Task objective ▸ Write the material out again exactly.
[begin Material for this exercise]
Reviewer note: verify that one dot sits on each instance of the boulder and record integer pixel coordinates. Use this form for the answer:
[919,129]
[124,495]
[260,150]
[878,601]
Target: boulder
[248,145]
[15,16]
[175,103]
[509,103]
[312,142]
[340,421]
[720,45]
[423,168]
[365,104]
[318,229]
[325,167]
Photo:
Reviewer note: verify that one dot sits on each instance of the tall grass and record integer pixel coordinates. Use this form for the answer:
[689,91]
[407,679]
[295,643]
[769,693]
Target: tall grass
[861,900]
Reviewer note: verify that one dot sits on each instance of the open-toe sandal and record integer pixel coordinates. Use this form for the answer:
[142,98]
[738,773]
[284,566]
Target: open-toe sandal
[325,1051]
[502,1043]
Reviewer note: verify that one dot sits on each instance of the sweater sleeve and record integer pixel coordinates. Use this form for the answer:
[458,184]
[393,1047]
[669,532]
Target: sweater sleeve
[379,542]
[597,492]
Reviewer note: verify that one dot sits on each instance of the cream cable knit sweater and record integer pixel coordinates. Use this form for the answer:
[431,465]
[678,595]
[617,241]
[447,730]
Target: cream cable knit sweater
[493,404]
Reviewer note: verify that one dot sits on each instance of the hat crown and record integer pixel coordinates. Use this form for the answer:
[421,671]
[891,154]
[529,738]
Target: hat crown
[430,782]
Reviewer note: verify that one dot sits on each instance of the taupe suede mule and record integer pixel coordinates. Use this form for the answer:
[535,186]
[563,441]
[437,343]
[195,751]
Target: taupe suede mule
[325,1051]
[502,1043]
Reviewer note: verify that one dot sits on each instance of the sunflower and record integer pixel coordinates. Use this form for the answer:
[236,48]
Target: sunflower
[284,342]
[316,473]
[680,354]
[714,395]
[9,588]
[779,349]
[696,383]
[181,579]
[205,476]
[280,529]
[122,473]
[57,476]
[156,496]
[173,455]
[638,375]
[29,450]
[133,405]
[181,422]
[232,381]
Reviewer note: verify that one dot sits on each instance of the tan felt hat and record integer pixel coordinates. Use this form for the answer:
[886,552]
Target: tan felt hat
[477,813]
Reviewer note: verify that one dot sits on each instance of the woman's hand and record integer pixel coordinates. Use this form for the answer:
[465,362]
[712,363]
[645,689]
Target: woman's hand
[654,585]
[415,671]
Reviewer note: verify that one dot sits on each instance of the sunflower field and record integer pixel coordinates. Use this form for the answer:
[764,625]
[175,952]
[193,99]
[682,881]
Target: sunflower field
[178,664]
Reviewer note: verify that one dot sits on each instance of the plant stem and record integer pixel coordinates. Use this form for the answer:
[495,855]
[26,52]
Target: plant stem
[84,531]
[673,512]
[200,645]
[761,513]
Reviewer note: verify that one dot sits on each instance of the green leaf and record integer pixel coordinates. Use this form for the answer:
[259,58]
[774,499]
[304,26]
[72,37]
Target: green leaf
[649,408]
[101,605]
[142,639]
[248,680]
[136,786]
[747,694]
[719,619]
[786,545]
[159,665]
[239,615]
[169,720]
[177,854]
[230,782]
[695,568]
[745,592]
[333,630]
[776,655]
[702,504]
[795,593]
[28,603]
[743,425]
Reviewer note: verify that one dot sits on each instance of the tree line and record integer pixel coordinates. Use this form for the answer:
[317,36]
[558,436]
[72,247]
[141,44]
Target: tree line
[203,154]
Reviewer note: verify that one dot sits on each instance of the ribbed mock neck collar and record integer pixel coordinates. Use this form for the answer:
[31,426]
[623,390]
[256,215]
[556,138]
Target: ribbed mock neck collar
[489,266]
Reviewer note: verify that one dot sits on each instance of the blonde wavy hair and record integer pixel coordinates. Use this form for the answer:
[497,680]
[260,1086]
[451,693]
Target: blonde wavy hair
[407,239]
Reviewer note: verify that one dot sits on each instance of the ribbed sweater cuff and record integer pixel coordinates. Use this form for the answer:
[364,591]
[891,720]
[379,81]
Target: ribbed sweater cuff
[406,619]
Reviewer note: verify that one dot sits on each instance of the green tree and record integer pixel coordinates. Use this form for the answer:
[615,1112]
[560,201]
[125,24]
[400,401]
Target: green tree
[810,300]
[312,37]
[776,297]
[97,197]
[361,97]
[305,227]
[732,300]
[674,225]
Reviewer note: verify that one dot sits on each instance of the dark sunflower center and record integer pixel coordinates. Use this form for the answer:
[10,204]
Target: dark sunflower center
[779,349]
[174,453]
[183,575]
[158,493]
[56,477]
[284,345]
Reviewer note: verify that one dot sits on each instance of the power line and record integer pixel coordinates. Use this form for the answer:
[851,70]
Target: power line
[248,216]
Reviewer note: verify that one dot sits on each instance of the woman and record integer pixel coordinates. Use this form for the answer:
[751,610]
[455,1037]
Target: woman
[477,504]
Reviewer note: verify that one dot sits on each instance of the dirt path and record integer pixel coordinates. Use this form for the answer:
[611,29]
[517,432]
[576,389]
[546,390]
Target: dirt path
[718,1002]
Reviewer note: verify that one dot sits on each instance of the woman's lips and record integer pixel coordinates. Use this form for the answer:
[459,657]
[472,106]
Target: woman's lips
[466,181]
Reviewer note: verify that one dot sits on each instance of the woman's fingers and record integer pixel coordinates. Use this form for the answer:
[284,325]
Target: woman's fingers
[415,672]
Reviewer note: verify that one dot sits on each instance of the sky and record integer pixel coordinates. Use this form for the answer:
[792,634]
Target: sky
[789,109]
[end Material for this exercise]
The response ▸
Reviewer note: verify that one dot sits on each instance of the boulder and record integer pixel coordinates. Use this form for the answer:
[919,129]
[124,495]
[260,150]
[878,601]
Target: boulder
[248,145]
[15,16]
[175,103]
[509,103]
[312,142]
[340,421]
[720,45]
[423,168]
[365,104]
[318,229]
[325,167]
Photo:
Reviewer note: verify that one dot sits on each instance of the tall grass and record integer pixel coordinates. Use this form for the answer:
[689,91]
[407,679]
[295,643]
[769,693]
Target: tall grass
[861,900]
Reviewer note: verify that one dot sits on each instance of the open-toe sandal and record integer pixel coordinates. Use this form for the answer:
[142,98]
[738,773]
[284,566]
Target: open-toe sandal
[325,1051]
[502,1043]
Reviewer note: verify that one dot sits on each instance of the sweater sleeve and record integer pixel coordinates. Use this form for the answer:
[458,184]
[393,1047]
[669,532]
Target: sweater sleeve
[379,542]
[597,492]
Reviewer note: verify that one dot sits on each instance of the cream cable knit sweater and record integer pixel coordinates. Use this form for the answer:
[431,465]
[678,595]
[617,241]
[447,730]
Target: cream cable knit sweater
[493,404]
Reviewer note: verify that one dot sits on each instance of the hat crown and record integer pixel coordinates. Use this form for the answer:
[421,671]
[891,154]
[529,738]
Target: hat crown
[430,782]
Reviewer note: verify that one dot sits on each instance of the taupe suede mule and record integer pixel coordinates. Use this form for the answer:
[535,186]
[563,441]
[437,343]
[195,751]
Target: taupe suede mule
[325,1051]
[502,1043]
Reviewer note: verify that one dot sits on each instance of the sunflower and record integer pixel coordinates. Use this form for the answer:
[236,48]
Target: sunflower
[284,342]
[316,473]
[680,354]
[714,395]
[9,588]
[779,349]
[696,383]
[181,579]
[205,476]
[280,529]
[122,473]
[57,476]
[156,496]
[173,455]
[638,375]
[29,450]
[133,405]
[181,422]
[232,381]
Reviewer note: verify that one dot sits on each instance of the tan felt hat and record integer pixel coordinates. Use this form for the answer:
[886,552]
Target: tan felt hat
[477,813]
Reviewer note: verify that one dot sits on each instance of the woman's hand and record integer pixel coordinates. Use this form for the answer:
[465,362]
[712,363]
[645,689]
Target: woman's hand
[654,585]
[415,671]
Reviewer note: verify that one dot sits on each instance of the sunflower field and record integer pixel coordinates. Use this form for the answer:
[764,625]
[175,952]
[193,99]
[682,881]
Target: sunflower field
[178,664]
Reviewer note: verify that one dot sits on each instance of the plant stem and record integer pixel coordinates. Use this form for the answer:
[495,855]
[26,52]
Target: plant stem
[84,531]
[673,512]
[200,645]
[761,513]
Reviewer note: verify that one dot sits on each instance of the green leaf and record integer pixel coordinates. Use this form for the answer:
[259,58]
[774,499]
[304,26]
[72,37]
Target: green leaf
[649,408]
[101,605]
[142,639]
[248,680]
[136,786]
[747,694]
[719,619]
[786,545]
[159,665]
[239,615]
[169,720]
[177,854]
[230,782]
[695,568]
[745,592]
[333,630]
[776,655]
[702,504]
[795,593]
[28,603]
[743,425]
Reviewer note: verify that one dot sits on each instance of the tree line and record integer pixel coordinates. Use this form for the answer:
[317,36]
[558,436]
[72,247]
[141,44]
Target: tree line
[203,154]
Reviewer note: verify that one dot sits on each instance of the ribbed mock neck collar and record integer pixel coordinates. Use this form for the answer:
[31,426]
[623,390]
[256,215]
[556,138]
Target: ribbed mock neck collar
[489,266]
Reviewer note: verify that one dot sits on each instance of the blonde wavy hair and record integer pixel coordinates. Use this form for the answer:
[497,680]
[260,1086]
[451,693]
Target: blonde wavy hair
[407,239]
Reviewer note: verify that one dot sits on each instance of the ribbed sweater cuff and record integer pixel coordinates. Use this form for the answer:
[364,591]
[891,720]
[379,81]
Target: ribbed sweater cuff
[406,619]
Reviewer note: verify that one dot sits on each instance of the green tree and record integer pixel coordinates. Use this form for the answer:
[615,1112]
[560,201]
[125,24]
[400,401]
Target: green tree
[810,300]
[312,37]
[776,297]
[97,197]
[361,97]
[305,227]
[732,300]
[674,225]
Reviewer note: verify that one dot sits on each instance of the dark sunflower center and record integer pixel coordinates. Use this form for the answer:
[10,204]
Target: dark sunflower center
[779,349]
[174,453]
[183,575]
[158,493]
[56,477]
[284,345]
Reviewer note: verify that one dot sits on each instance of the power line and record integer pixel coordinates. Use this form for the answer:
[851,70]
Target: power line
[248,216]
Reviewer note: verify that one dot sits on each instance of the woman and record integer pixel coordinates. Use this form for the answer:
[751,610]
[455,1037]
Target: woman
[477,504]
Reviewer note: verify that one dot sits on each instance of the dirt path and record integer pixel coordinates. Use this form for the answer:
[611,29]
[517,432]
[576,389]
[546,390]
Target: dirt path
[718,1002]
Reviewer note: verify that one dot sits on each instance of the woman's lips and record integer pixel coordinates. Use this form for the answer:
[459,657]
[472,106]
Target: woman's lips
[466,181]
Reviewer note: verify that one dot sits on each instance of the woman's fingers and record integer pixel coordinates. Use this form for the answer:
[284,325]
Target: woman's fingers
[415,672]
Reviewer note: verify that one dot sits on each instance of the sky and record integer pixel coordinates. Use this form for the answer:
[792,634]
Target: sky
[789,109]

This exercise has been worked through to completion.